Answer these from the text on trophy imports:
(a) What did the price per hunt of the flare-horned markhor trophies climb to once import was approved?
(b) What does the USF&WS say it cannot develop for foreign species?
(c) Which US law has a provision that the polar bear listing triggered?

### Source extract:
•••••
The loss of potential is more quantifiable in this case than in many others. Permit me to explain. Some years the project has not been able to sell their nominal CITES quota, which they could if US hunters could import their trophies. Even more telling is the difference in price of the markhor hunts from areas where markhor trophies are importable. In 2007, after more than a decade of effort, the hunting community was able to get approved import of a few flare-horned markhor from Pakistan. Those were listed on Appendix I, but not the ESA. The approval still took years because the USF&WS would not honor the quota set by the Parties at a CoP. Instead, it had to make its own finding and insisted upon making a biological non-detriment finding instead of the simpler finding required by CITES for trade in Appendix I trophies that the purpose of the import was not detrimental. In fact, USF&WS initially denied the import permit application. When approved after administrative appeals, the price of the trophies climbed from $45,000 to $150,000 per hunt. The next year, three hunts were sold to US hunters at a total price of $450,000. That is more than three (3) times the price that Torghar area markhor continue to sell for.
The USF&WS has published that “[s]ince the Service cannot develop recovery plans for foreign species, priorities… must by necessity take into account the conservation programs of other countries….” In that same Federal Register Notice which stated that an ESA listing “may have potential conservation detriment for some species” and “[c]ertainly, the United States should endeavor, when possible, to recognize the conservation programs of foreign countries when based on sound science….with regard to foreign game species, fees from trophy hunters can, in some cases, provide economic incentives for landowners to maintain healthy population of game animals… [a] large percentage of international hunters are Americans who might invest in the hunting program if the species… import was permitted.” Politically, the Service has not been able to do what it knows is right and the hunting community has been ill-advised not to make an issue of it.
Despite openly coming to realize the downside of listing foreign species on the ESA and the political inability to administer the ESA responsibly, the USF&WS continues to list foreign species. The threatened listing of all polar bear in the world is the most recent example. In this instance, the listing triggered a provision under the Marine Mammal Protection Act of the US that prohibits import of all ESA listed marine mammals. The Service acknowledged the conservation benefits of the hunting in Canada, yet listed the bear over the objection of Canada. It said it could not take that into account or even consider “the efficacy of the listing” towards the bear’s conservation. The Agency listed the bear knowing it would obstruct the conservation strategy and would not provide benefits. The furor of the moment prevailed. – John J. Jackson, III.
•••••
### Supplied information:
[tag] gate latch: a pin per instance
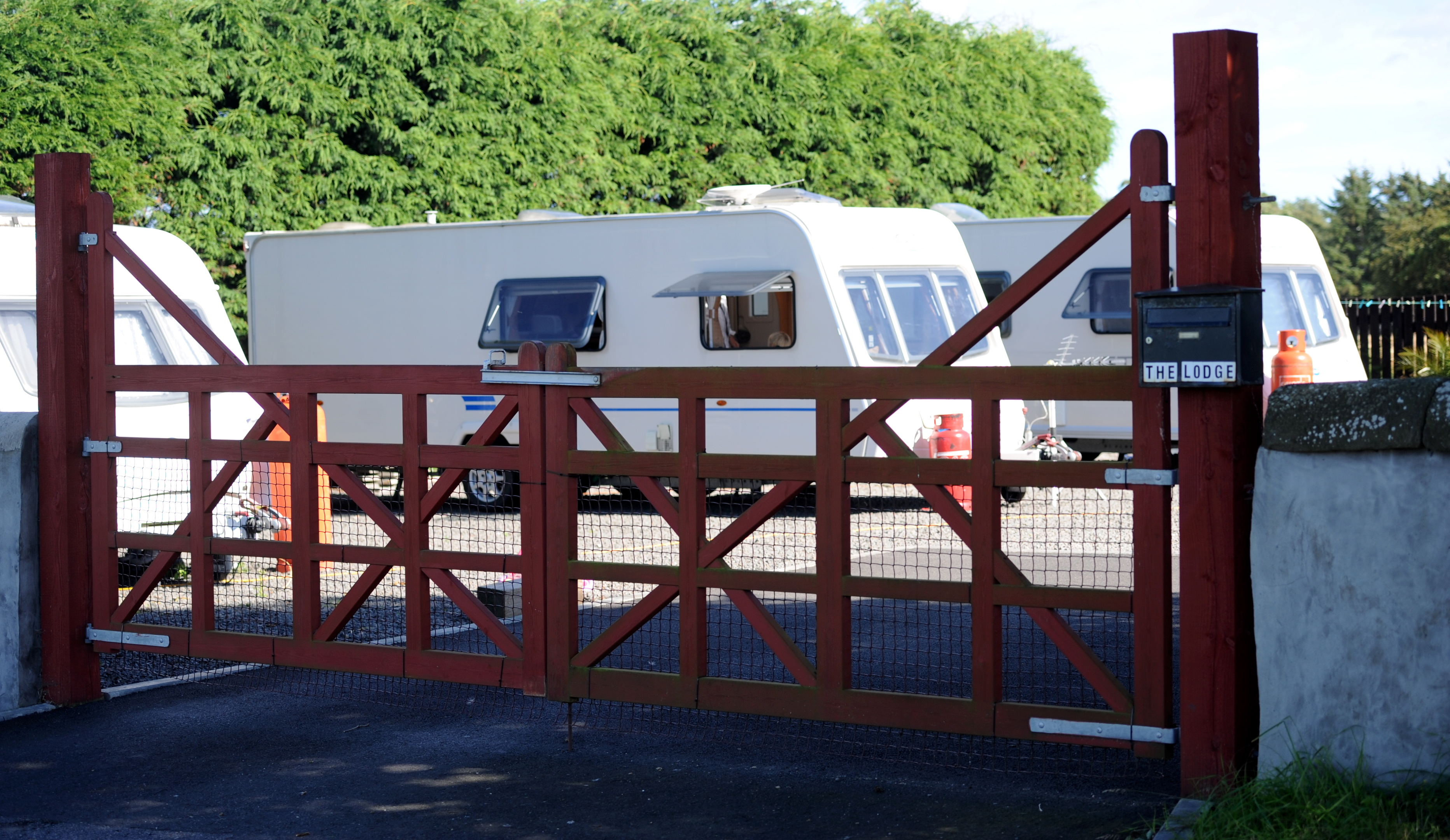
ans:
•••••
### Solved exercise:
(a) $150,000 per hunt, up from $45,000.
(b) Recovery plans.
(c) The Marine Mammal Protection Act.